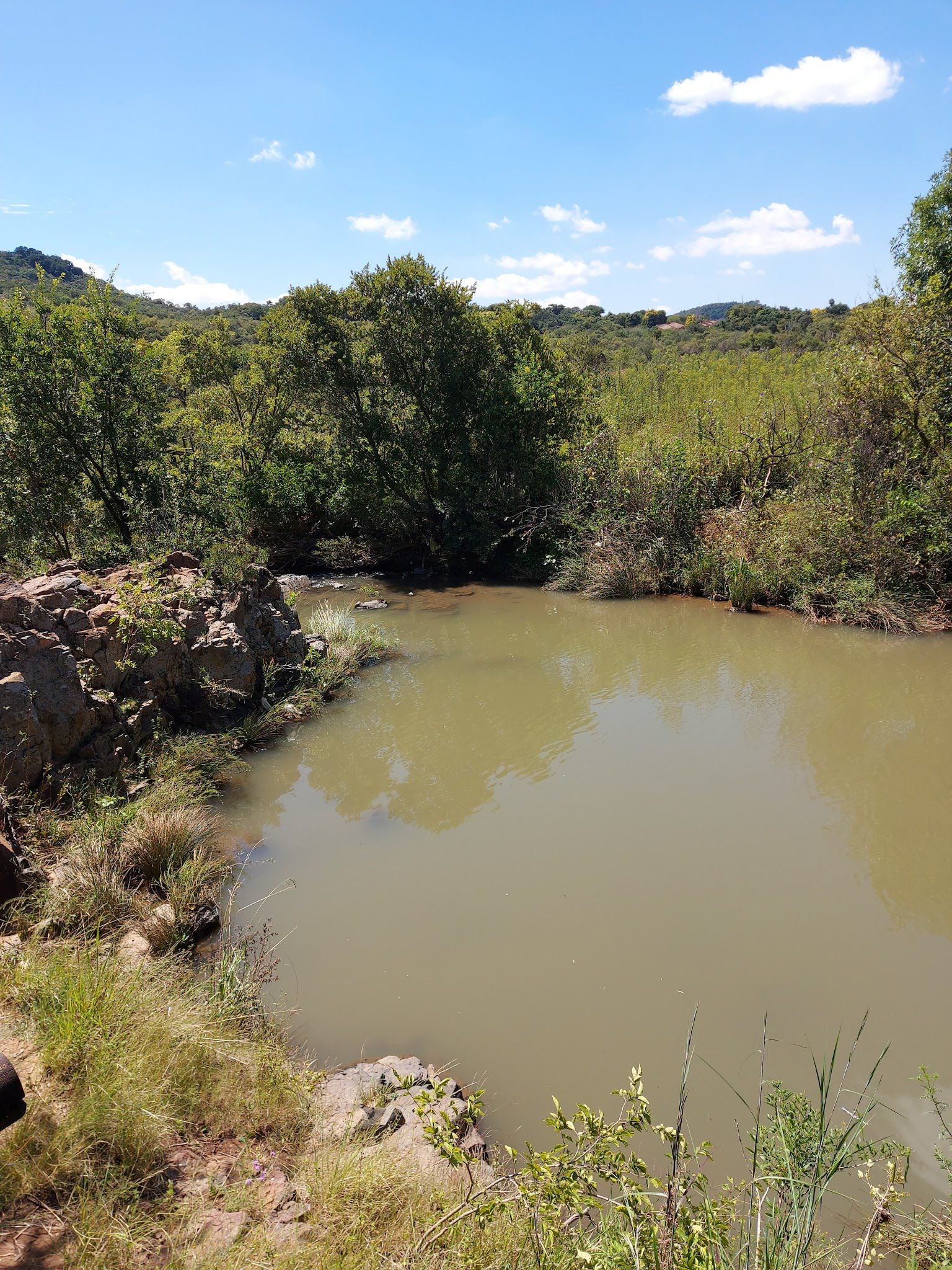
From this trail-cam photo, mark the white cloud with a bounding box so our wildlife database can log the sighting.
[464,252,612,305]
[684,203,859,257]
[62,252,109,278]
[247,141,284,162]
[250,141,317,171]
[348,212,418,239]
[539,291,602,309]
[664,48,902,115]
[539,203,606,238]
[717,260,767,278]
[125,258,252,309]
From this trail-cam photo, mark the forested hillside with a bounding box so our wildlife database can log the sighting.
[0,246,269,339]
[0,151,952,629]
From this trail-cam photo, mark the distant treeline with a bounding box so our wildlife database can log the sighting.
[533,300,850,353]
[0,156,952,629]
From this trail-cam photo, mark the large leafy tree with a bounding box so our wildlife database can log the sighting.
[0,272,162,548]
[292,255,585,560]
[892,150,952,305]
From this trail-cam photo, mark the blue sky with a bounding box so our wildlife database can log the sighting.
[0,0,952,311]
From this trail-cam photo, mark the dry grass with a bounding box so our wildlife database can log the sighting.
[122,805,221,892]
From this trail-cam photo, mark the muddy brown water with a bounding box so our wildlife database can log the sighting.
[227,583,952,1184]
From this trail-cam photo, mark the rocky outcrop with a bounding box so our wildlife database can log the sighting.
[317,1054,487,1173]
[0,551,307,790]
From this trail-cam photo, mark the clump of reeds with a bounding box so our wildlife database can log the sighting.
[309,601,396,670]
[549,535,668,600]
[723,556,759,613]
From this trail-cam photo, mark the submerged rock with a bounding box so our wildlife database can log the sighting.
[317,1054,487,1171]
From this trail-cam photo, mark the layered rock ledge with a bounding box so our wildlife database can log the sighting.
[0,551,307,790]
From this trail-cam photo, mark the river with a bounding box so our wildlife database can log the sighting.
[226,582,952,1183]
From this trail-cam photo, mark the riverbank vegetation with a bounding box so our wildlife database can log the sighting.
[0,884,951,1270]
[0,159,952,630]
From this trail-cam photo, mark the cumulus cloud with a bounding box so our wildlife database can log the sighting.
[125,258,252,309]
[464,252,610,305]
[539,291,601,309]
[717,260,765,278]
[247,141,284,162]
[539,203,606,238]
[664,48,902,115]
[247,141,317,171]
[62,252,109,278]
[684,203,859,257]
[348,212,418,239]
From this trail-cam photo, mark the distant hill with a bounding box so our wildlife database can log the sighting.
[671,300,740,321]
[0,246,268,339]
[0,246,86,297]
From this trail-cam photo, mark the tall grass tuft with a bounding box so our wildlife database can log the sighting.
[309,601,396,669]
[122,805,221,885]
[723,556,759,613]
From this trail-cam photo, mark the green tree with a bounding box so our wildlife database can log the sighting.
[0,270,162,548]
[292,255,586,560]
[892,150,952,303]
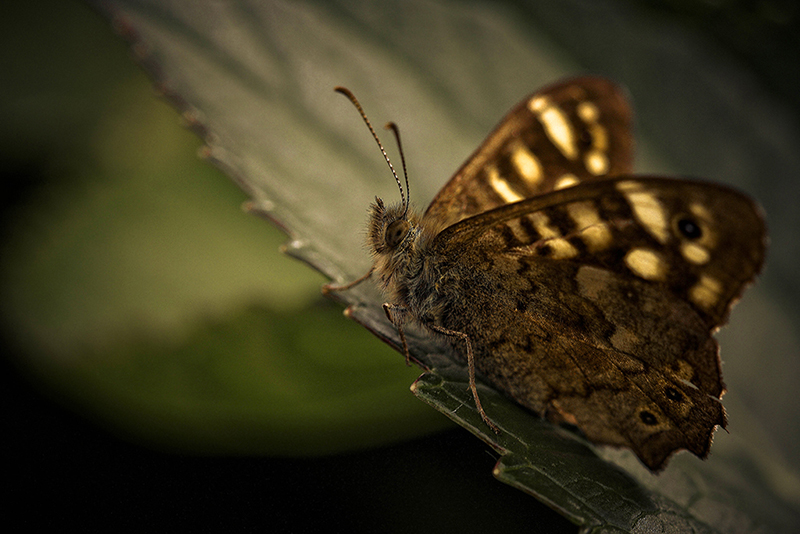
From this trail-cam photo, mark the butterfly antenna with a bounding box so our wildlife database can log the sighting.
[385,122,411,219]
[333,87,408,219]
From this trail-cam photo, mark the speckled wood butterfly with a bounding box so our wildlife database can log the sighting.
[329,77,766,471]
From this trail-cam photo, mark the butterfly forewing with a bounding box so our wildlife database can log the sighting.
[425,77,633,227]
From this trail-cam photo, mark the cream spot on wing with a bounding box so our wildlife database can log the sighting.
[583,150,608,176]
[528,211,561,239]
[567,200,611,252]
[617,182,670,243]
[689,275,722,309]
[578,102,600,122]
[625,248,667,280]
[528,96,578,160]
[681,243,711,265]
[547,241,578,260]
[553,172,580,191]
[511,143,543,185]
[578,102,610,176]
[575,265,612,299]
[486,165,522,204]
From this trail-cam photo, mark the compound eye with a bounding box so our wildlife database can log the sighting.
[384,219,411,248]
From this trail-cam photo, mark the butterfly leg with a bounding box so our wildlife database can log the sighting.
[426,325,500,434]
[322,269,373,295]
[383,302,416,366]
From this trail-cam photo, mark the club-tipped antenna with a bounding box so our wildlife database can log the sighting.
[333,87,408,219]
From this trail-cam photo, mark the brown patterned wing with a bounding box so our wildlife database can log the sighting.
[433,177,766,470]
[425,77,633,227]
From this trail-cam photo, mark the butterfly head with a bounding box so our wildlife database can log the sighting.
[335,87,419,288]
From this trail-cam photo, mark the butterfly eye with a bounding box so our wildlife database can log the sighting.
[676,215,703,241]
[384,219,410,248]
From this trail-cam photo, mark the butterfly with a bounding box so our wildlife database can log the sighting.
[329,77,766,471]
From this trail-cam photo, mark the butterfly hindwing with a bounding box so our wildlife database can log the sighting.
[339,78,766,471]
[425,77,633,227]
[433,177,765,469]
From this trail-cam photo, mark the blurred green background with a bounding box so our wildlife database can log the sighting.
[0,0,798,532]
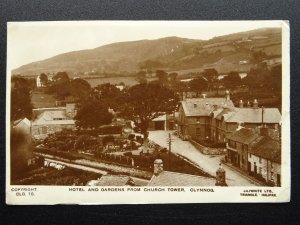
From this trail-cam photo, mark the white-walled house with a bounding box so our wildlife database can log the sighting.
[31,104,76,139]
[248,136,281,186]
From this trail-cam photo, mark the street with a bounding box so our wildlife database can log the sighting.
[149,131,256,186]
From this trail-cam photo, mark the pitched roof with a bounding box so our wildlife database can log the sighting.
[214,108,236,120]
[148,171,216,186]
[13,117,31,127]
[227,128,259,144]
[224,108,281,123]
[152,114,167,121]
[181,98,234,116]
[87,174,132,186]
[249,136,281,164]
[32,110,75,125]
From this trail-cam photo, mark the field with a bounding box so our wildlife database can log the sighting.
[85,77,155,87]
[31,89,57,108]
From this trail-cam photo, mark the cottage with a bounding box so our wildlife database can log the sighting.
[178,91,234,140]
[31,104,76,139]
[248,136,281,186]
[148,159,216,187]
[210,100,281,142]
[226,126,281,186]
[226,128,259,171]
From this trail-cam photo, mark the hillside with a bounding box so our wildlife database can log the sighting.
[12,28,281,76]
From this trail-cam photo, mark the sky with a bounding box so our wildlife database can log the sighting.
[7,21,283,71]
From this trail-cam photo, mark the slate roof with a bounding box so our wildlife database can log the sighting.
[32,110,75,125]
[13,117,31,127]
[152,114,167,121]
[148,171,216,187]
[227,128,260,144]
[181,98,234,116]
[224,108,281,123]
[87,174,133,186]
[249,136,281,164]
[214,108,236,120]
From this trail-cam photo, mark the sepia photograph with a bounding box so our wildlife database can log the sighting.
[6,21,290,204]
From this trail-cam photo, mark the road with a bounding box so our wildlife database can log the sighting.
[149,131,257,186]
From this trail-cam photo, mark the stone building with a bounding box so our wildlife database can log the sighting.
[226,126,281,186]
[31,104,76,139]
[178,91,281,143]
[178,92,234,140]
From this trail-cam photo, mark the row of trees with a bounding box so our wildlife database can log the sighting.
[75,82,178,134]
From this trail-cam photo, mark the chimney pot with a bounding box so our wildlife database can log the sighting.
[153,159,164,176]
[225,90,230,100]
[253,99,258,109]
[239,99,244,108]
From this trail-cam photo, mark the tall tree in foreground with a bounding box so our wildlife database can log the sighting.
[121,83,178,135]
[11,76,32,121]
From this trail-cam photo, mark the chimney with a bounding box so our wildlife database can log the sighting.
[153,159,164,176]
[216,163,227,186]
[259,126,269,136]
[253,99,258,109]
[225,90,230,100]
[239,99,244,108]
[236,122,244,131]
[247,101,251,108]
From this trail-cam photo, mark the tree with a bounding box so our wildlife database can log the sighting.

# # #

Can you give every line of the entries above as a numbered list, leaving out blank lines and the pictures?

1. From this trail-cam photo, mark the white cloud with a bounding box so our wildlife database can log the sighting.
2. [464,252,612,305]
3. [684,203,859,257]
4. [62,252,109,278]
5. [247,141,284,162]
6. [250,141,317,171]
7. [348,212,418,239]
8. [539,291,602,309]
9. [664,48,902,115]
10. [539,203,606,238]
11. [717,260,767,278]
12. [125,258,252,309]
13. From this trail-cam photo, mark the forested hillside with a bounding box so our wildlife database can log the sighting.
14. [0,246,269,339]
15. [0,151,952,629]
16. From this trail-cam photo, mark the distant treeline with a bounding box so our wildlife database can log the sighting.
17. [533,300,850,353]
18. [0,156,952,629]
19. From this trail-cam photo, mark the large leafy tree with a bounding box so our wildlife database can log the sighting.
20. [0,272,162,548]
21. [292,255,585,560]
22. [892,150,952,305]
23. From this trail-cam photo, mark the blue sky with a bounding box so our wildlife database can log the sighting.
24. [0,0,952,311]
25. From this trail-cam photo, mark the dry grass with a bounding box so our wildlife database can log the sighting.
26. [122,805,221,892]
27. From this trail-cam photo, mark the muddy brown water with a bounding box so our wildlife database can log the sighting.
28. [227,583,952,1184]
29. From this trail-cam photo, mark the rocky outcrop with a bounding box so our wildlife database can log the sighting.
30. [317,1054,487,1173]
31. [0,551,307,790]
32. From this trail-cam photo, mark the clump of reeds with a bounding box so our wildlife database can log the sighting.
33. [309,601,396,670]
34. [549,535,668,600]
35. [723,556,759,613]
36. From this trail-cam photo, mark the submerged rock with a bounding box so our wildlife database can log the sighting.
37. [317,1054,487,1171]
38. From this trail-cam photo, mark the layered rock ledge with a bounding box so our wildlife database can log the sighting.
39. [0,551,307,790]
40. From this trail-cam photo, mark the river with a bounding box so our wildlife database can log the sighting.
41. [226,582,952,1183]
42. From this trail-cam photo, mark the riverbank vegetation with a bounding box so our wildlife database can log the sighting.
43. [0,884,951,1270]
44. [0,159,952,630]
45. From this trail-cam photo, mark the cumulus cloud with a bounding box so our wildlife database can log the sighting.
46. [125,258,252,309]
47. [464,252,610,305]
48. [539,291,601,309]
49. [717,260,765,278]
50. [247,141,284,162]
51. [539,203,606,238]
52. [664,48,902,115]
53. [247,141,317,171]
54. [62,252,109,278]
55. [684,203,859,257]
56. [348,212,418,239]
57. From this trail-cam photo, mark the distant hill with a bounding box so our wildlife database can log the sighting.
58. [671,300,740,321]
59. [0,246,268,339]
60. [0,246,86,297]
61. From this trail-cam photo, mark the tall grass tuft with a bounding box so our wildlife database can log the sighting.
62. [309,601,396,669]
63. [122,805,221,885]
64. [723,556,759,613]
65. From this trail-cam photo, mark the green tree with a bounding box so our wildlife database can log the sighting.
66. [0,270,162,548]
67. [292,255,586,560]
68. [892,150,952,303]
69. From this trail-cam photo, mark the butterfly antenna with a bounding box so our wildlife database can log the sighting.
70. [385,122,411,219]
71. [333,87,408,219]
72. From this trail-cam photo, mark the speckled wood butterfly with a bounding box so our wildlife database can log the sighting.
73. [329,77,766,471]
74. From this trail-cam photo, mark the butterfly forewing with a bounding box so our wildlife database can log the sighting.
75. [425,77,633,227]
76. From this trail-cam photo, mark the cream spot on wing with a bounding box so our wildlife database can log the sighting.
77. [583,150,608,176]
78. [528,211,561,239]
79. [567,200,611,252]
80. [617,182,670,243]
81. [689,275,722,309]
82. [578,102,600,122]
83. [625,248,667,280]
84. [528,96,578,160]
85. [681,243,711,265]
86. [547,241,578,260]
87. [553,172,580,191]
88. [511,143,543,185]
89. [578,102,610,176]
90. [575,265,612,299]
91. [486,165,522,204]
92. From this trail-cam photo, mark the compound eye with a bounding box so our wildlife database can log the sighting.
93. [384,219,411,248]
94. From this trail-cam photo, mark the butterfly leg with a bounding box so our wildlife database can log the sighting.
95. [426,325,500,434]
96. [322,269,373,295]
97. [383,302,416,366]
98. From this trail-cam photo, mark the club-tipped antenna with a bounding box so our wildlife database can log the sighting.
99. [333,87,408,219]
100. From this trail-cam photo, mark the brown patterned wing with a bounding box so our wildlife database can log the sighting.
101. [433,177,766,470]
102. [425,77,633,227]
103. From this trail-cam photo, mark the butterfly head with a bounding box so our wildlife database can log the sighting.
104. [335,87,419,288]
105. From this trail-cam photo, mark the butterfly eye with a bounding box so our wildlife database can log the sighting.
106. [676,215,703,241]
107. [384,219,410,248]
108. From this trail-cam photo, mark the butterfly with a bounding box so our wildlife database can log the sighting.
109. [329,77,766,471]
110. From this trail-cam photo, mark the butterfly hindwing with a bounding box so our wildlife database can log the sighting.
111. [339,78,766,471]
112. [425,77,633,227]
113. [433,177,765,469]
114. From this trail-cam photo, mark the blurred green background with a bounding box so our wildlife database can log the sighting.
115. [0,0,798,532]
116. From this trail-cam photo, mark the white-walled house with a bounding box so our wildlife database can log the sighting.
117. [31,104,76,139]
118. [248,136,281,186]
119. From this trail-cam photo, mark the street with a bounding box so our wildlife database can log the sighting.
120. [149,131,256,186]
121. From this trail-cam photo, mark the pitched roof with a bounding box so our wildlife database can log the sighting.
122. [214,108,236,120]
123. [148,171,216,186]
124. [13,117,31,127]
125. [227,128,259,144]
126. [224,108,281,123]
127. [152,114,167,121]
128. [181,98,234,116]
129. [87,174,132,186]
130. [249,136,281,164]
131. [32,110,75,125]
132. From this trail-cam photo, mark the field with a bounding box so our wildlife database can log the sighting.
133. [85,77,155,87]
134. [31,89,57,108]
135. From this trail-cam photo, mark the cottage with a bounding box so our wildlife database can log the sighting.
136. [178,91,234,140]
137. [31,104,76,139]
138. [248,136,281,186]
139. [148,159,216,187]
140. [210,100,281,142]
141. [226,126,281,186]
142. [226,128,259,171]
143. From this trail-cam photo, mark the hillside with a bounding box so our wildlife database can log the sighting.
144. [12,28,281,76]
145. From this trail-cam photo, mark the sky with a bounding box so our wildlife database can log the sighting.
146. [7,21,283,71]
147. From this trail-cam photo, mark the slate roof with a bounding box so our wildlife database can log the sighting.
148. [32,110,75,125]
149. [13,117,31,127]
150. [152,114,167,121]
151. [148,171,216,187]
152. [227,128,260,144]
153. [181,98,234,116]
154. [224,108,281,123]
155. [87,174,133,186]
156. [249,136,281,164]
157. [214,108,236,120]
158. From this trail-cam photo, mark the sepia photograph with a bounding box so our wildlife database can log the sighting.
159. [6,21,290,204]
160. From this trail-cam photo, mark the road with a bounding box so our wildlife database can log the sighting.
161. [149,131,257,186]
162. From this trail-cam photo, mark the stone building with a bounding box so our wildlife database can log the sighting.
163. [226,126,281,186]
164. [31,104,76,139]
165. [178,91,281,143]
166. [178,92,234,140]
167. From this trail-cam photo, mark the row of trees with a bounding box so our wildlife database can log the sighting.
168. [75,82,178,134]
169. From this trail-cam photo, mark the chimney pot with a bounding box so our wildlife database can log the sighting.
170. [153,159,164,176]
171. [225,90,230,100]
172. [253,99,258,109]
173. [239,99,244,108]
174. From this trail-cam photo, mark the tall tree in foreground with a bounding box so our wildlife database can log the sighting.
175. [121,83,178,135]
176. [11,76,32,121]
177. From this trail-cam photo, mark the chimney with a bounding box so our wildlife database can log the sighting.
178. [153,159,164,176]
179. [216,163,227,186]
180. [259,126,269,136]
181. [253,99,258,109]
182. [225,90,230,100]
183. [239,99,244,108]
184. [236,122,244,131]
185. [247,101,251,108]
186. From this trail-cam photo, mark the tree with a bounding box so our wildlife database can log the sighting.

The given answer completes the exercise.